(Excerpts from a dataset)
◇ ◇ ◇ ◇ ◇ ◇ ◇

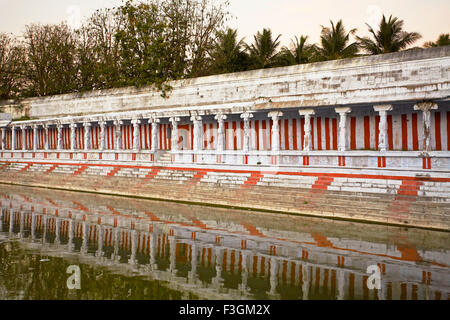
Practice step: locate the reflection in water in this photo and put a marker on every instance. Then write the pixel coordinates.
(137, 249)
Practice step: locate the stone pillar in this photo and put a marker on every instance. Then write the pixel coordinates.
(87, 135)
(24, 140)
(132, 259)
(198, 133)
(174, 121)
(101, 232)
(58, 231)
(220, 147)
(71, 236)
(35, 133)
(426, 108)
(306, 282)
(1, 219)
(192, 275)
(155, 133)
(341, 284)
(102, 125)
(275, 115)
(60, 146)
(273, 276)
(13, 140)
(173, 257)
(11, 221)
(307, 140)
(3, 138)
(247, 133)
(343, 137)
(73, 141)
(382, 135)
(45, 126)
(118, 133)
(136, 134)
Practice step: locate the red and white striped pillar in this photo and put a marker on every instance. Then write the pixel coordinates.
(307, 140)
(87, 135)
(73, 128)
(247, 133)
(382, 135)
(102, 124)
(35, 137)
(24, 140)
(343, 136)
(426, 108)
(220, 147)
(275, 115)
(13, 140)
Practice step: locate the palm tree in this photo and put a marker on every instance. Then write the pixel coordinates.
(263, 52)
(443, 40)
(227, 54)
(389, 38)
(334, 43)
(299, 53)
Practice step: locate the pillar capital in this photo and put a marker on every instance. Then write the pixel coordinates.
(246, 115)
(426, 106)
(220, 117)
(196, 118)
(341, 110)
(275, 115)
(383, 107)
(174, 120)
(306, 112)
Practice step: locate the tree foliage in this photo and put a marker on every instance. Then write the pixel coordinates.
(390, 37)
(150, 42)
(334, 43)
(443, 40)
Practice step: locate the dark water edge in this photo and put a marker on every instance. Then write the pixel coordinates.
(129, 249)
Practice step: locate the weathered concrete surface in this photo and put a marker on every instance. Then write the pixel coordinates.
(414, 75)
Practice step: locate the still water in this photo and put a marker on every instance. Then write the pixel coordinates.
(139, 249)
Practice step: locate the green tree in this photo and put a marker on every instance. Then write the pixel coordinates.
(263, 52)
(390, 37)
(11, 67)
(98, 50)
(443, 40)
(228, 54)
(299, 53)
(334, 43)
(51, 66)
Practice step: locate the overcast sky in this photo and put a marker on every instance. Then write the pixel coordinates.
(286, 17)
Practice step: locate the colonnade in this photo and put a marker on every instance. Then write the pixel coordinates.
(154, 120)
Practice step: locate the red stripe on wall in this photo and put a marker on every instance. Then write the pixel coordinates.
(352, 133)
(377, 131)
(319, 133)
(235, 135)
(404, 132)
(334, 125)
(327, 134)
(264, 127)
(415, 132)
(286, 135)
(390, 133)
(367, 133)
(302, 133)
(448, 130)
(257, 134)
(294, 134)
(437, 130)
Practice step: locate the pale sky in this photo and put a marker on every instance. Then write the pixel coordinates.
(286, 17)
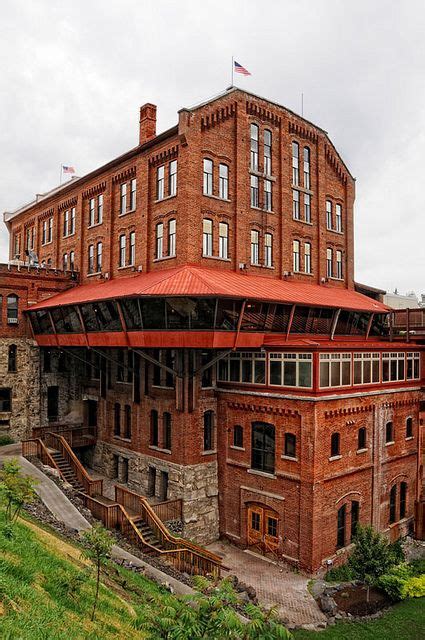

◇ ◇ ◇ ◇ ◇ ◇ ◇

[ACTION ITEM] Working from the line containing "Practice step: locate the weathered" to the last line of the data, retype every line exactly, both ends included, and leave out all pictures.

[SOLVED EXERCISE]
Practice step: locate the weathered concrete surface in this photo and put a marker on every instance. Then write the pixel coordinates.
(414, 75)
Practice step: locate the still water in this photo and put a marker on every instance. Then write the pixel coordinates.
(139, 249)
Practice step: locate the green tree in this photo and put a marker on every instance. Then write the pixel coordinates.
(263, 52)
(390, 37)
(11, 67)
(98, 50)
(443, 40)
(228, 54)
(299, 53)
(334, 43)
(51, 66)
Practice step: locate the overcast sky in this photo and put a marker on every instance. Then write the pixel coordinates.
(286, 17)
Practice step: locate the colonnade in this photo and put a marker on every instance. Then write the pixel coordinates.
(154, 120)
Practice step: locate the red stripe on wall in this photo and put a marker on every instance. Then write the pixel coordinates.
(352, 133)
(377, 131)
(319, 133)
(235, 135)
(404, 132)
(334, 125)
(327, 134)
(264, 127)
(415, 132)
(286, 135)
(390, 133)
(367, 133)
(302, 133)
(448, 130)
(257, 134)
(294, 134)
(437, 130)
Practice step: locate the pale sky in this photo and put a marker on every instance. Then write the pixel coordinates.
(286, 17)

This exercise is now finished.